### Given passage:

+ + + +

A reading list about love for everyone in your life

It is cold and snowy in New York and the perfect season to curl up with a book. In honor of Valentine’s Day, we have created a list of some of our favorite books about love, spanning fiction, poetry, graphic novels, and essays, both in French and in English. Offer a book to a loved one this romantic season as a token of your affection or read one yourself with a hot drink.
Reading List
A very beautiful graphic novel about the passage of time and the creep of pedestrian routine into a romantic relationship. After 10 years, Sophie and Louis are depicted as blank ciphers, their faces reduced to smooth outlines. A moving story about the crystallization of emotions over time and how feelings become submerged to habit.
~Adèle Bernard, Intern
It may not be your traditional romance, but it is glorious, scorching, incisive. The late, great Maryse Condé reimagines Emily Brontë’s classic novel, Wuthering Heights, transposed into 20th century Guadeloupe. It is also available in English translation, under the title Windward Heights from Soho Press, although it is slightly difficult to track down. It is both like Wuthering Heights -lavish, campy, violent- and also imaginative in a way wholly specific to Condé. The fears of madness and superstition and imperial decline that undergird Brontë’s book are brought to the forefront here and the result is shattering and lush.

+ + + +

### Dataset:

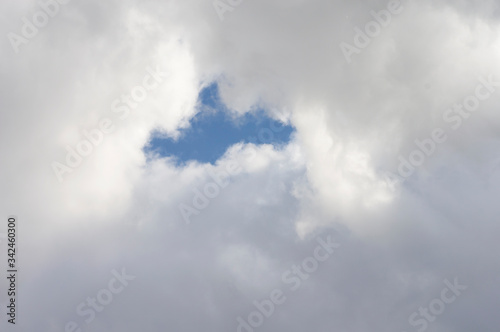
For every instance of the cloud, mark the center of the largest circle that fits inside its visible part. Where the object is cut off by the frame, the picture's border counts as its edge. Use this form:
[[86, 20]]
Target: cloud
[[120, 208]]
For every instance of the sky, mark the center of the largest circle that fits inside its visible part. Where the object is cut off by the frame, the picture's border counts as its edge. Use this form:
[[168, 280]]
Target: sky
[[213, 130], [234, 165]]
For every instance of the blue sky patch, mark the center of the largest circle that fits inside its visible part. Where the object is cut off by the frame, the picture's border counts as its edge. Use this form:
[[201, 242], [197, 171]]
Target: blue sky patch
[[213, 131]]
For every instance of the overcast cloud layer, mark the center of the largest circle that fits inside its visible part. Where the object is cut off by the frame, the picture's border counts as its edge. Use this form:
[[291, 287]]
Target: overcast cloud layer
[[403, 233]]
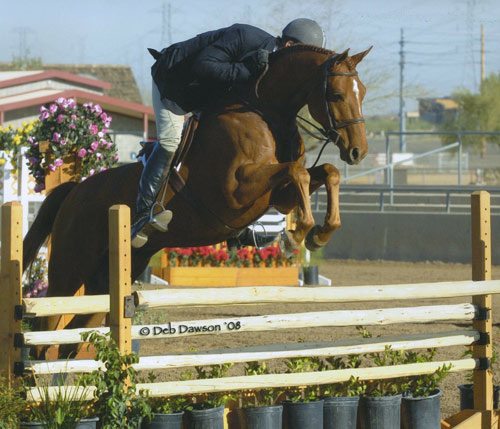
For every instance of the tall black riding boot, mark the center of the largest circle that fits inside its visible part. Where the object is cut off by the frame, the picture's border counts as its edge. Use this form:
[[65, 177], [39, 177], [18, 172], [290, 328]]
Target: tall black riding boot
[[154, 174]]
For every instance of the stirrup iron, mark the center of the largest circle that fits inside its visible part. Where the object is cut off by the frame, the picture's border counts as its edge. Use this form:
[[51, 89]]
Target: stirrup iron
[[161, 220]]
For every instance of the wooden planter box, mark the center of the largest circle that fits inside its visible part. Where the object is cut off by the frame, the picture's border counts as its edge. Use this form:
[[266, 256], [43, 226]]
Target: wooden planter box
[[231, 276], [70, 171]]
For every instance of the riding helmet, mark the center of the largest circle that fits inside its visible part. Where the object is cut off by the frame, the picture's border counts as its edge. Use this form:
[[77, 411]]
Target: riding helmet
[[305, 31]]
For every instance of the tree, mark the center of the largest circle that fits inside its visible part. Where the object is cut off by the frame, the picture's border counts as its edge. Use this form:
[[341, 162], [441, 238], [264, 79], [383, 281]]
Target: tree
[[477, 112]]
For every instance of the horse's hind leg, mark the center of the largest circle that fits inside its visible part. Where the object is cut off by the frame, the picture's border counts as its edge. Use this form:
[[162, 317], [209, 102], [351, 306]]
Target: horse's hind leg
[[255, 180]]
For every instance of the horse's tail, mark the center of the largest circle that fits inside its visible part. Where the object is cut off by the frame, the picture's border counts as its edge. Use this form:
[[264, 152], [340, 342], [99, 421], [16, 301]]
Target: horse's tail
[[42, 226]]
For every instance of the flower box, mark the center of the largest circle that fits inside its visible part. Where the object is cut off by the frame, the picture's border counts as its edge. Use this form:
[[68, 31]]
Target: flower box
[[231, 276], [69, 171]]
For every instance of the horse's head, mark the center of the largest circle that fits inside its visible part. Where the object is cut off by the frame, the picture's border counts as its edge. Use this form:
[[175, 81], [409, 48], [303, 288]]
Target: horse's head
[[335, 102]]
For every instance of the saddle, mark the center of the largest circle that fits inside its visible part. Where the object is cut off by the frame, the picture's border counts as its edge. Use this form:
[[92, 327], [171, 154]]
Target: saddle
[[187, 136]]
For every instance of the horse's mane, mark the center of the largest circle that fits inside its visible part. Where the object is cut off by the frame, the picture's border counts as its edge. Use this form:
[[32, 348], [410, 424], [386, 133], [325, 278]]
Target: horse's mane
[[290, 50], [299, 48]]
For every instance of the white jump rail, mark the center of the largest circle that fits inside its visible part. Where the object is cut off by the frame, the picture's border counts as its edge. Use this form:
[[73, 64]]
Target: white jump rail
[[267, 295], [383, 316], [171, 297], [193, 387], [343, 347]]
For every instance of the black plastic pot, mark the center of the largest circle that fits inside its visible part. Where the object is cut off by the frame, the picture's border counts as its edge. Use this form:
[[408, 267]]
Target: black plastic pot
[[379, 412], [213, 418], [270, 417], [421, 412], [340, 412], [84, 424], [300, 415], [311, 275], [164, 421], [467, 396]]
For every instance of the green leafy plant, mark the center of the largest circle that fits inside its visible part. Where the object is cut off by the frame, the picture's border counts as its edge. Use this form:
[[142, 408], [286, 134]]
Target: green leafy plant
[[116, 401], [11, 404], [305, 364], [389, 357], [352, 387], [261, 397], [217, 399], [170, 405], [426, 384], [62, 409]]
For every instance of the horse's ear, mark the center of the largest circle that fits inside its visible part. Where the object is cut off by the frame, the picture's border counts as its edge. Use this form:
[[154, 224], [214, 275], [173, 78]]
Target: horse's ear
[[356, 59], [342, 56]]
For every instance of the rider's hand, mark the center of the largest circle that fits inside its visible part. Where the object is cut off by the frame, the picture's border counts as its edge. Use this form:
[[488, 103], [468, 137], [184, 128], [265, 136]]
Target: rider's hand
[[257, 61]]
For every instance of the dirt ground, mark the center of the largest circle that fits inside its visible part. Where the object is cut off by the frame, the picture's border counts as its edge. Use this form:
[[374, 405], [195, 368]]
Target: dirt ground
[[342, 273]]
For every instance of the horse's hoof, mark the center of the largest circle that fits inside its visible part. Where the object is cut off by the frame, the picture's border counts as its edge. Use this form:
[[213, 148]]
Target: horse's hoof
[[139, 240], [161, 220], [311, 241], [287, 244]]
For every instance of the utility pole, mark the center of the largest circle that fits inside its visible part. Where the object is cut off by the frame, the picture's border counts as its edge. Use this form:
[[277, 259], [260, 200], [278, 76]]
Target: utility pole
[[483, 56], [166, 24], [402, 113]]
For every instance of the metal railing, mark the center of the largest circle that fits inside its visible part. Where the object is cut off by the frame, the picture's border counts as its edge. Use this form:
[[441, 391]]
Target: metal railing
[[389, 167], [382, 198]]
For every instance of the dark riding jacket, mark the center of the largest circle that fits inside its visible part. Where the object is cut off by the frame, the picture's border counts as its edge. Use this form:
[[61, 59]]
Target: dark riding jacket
[[204, 68]]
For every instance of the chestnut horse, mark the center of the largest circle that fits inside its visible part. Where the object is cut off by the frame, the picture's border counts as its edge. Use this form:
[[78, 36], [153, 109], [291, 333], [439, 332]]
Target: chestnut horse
[[245, 158]]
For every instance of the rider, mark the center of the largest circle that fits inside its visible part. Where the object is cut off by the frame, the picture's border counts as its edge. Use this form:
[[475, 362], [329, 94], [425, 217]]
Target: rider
[[188, 74]]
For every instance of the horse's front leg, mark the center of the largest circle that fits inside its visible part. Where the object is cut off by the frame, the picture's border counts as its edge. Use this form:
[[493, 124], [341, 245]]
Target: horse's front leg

+ + + +

### Work instruction:
Carry on the reading list of love books from the point where it stops. The material above was taken from a separate source.

### Result below:
”What is love?” wonders one of the characters. “A bonfire of fluttering leaves that you light in the evening and in the morning is nothing more than a heap of ashes.” But the book itself belies this raw sentiment.
~Miriam Gordis, Director
Tenderness permeates L’usage de la photo. Annie Ernaux and Marc Marie, lovers during the year Ernaux underwent treatment for her breast cancer, take turns describing in writing the photographs they captured of their rooms after their romantic encounters. These still life compositions are far from lurid; the omission of their bodies allows for an intimacy which more brazen exhibitionism would never achieve. Of the same photograph, she writes: “He left in the hallway the composition formed by our shoes, our clothes all mixed together and piled here and there, mostly red and black. It was very beautiful.”; And he writes: “When I first saw this puzzle made of cloth and leather, I was struck by the dazzling beauty of the scene.” What a jolt of electricity to see their narratives converge!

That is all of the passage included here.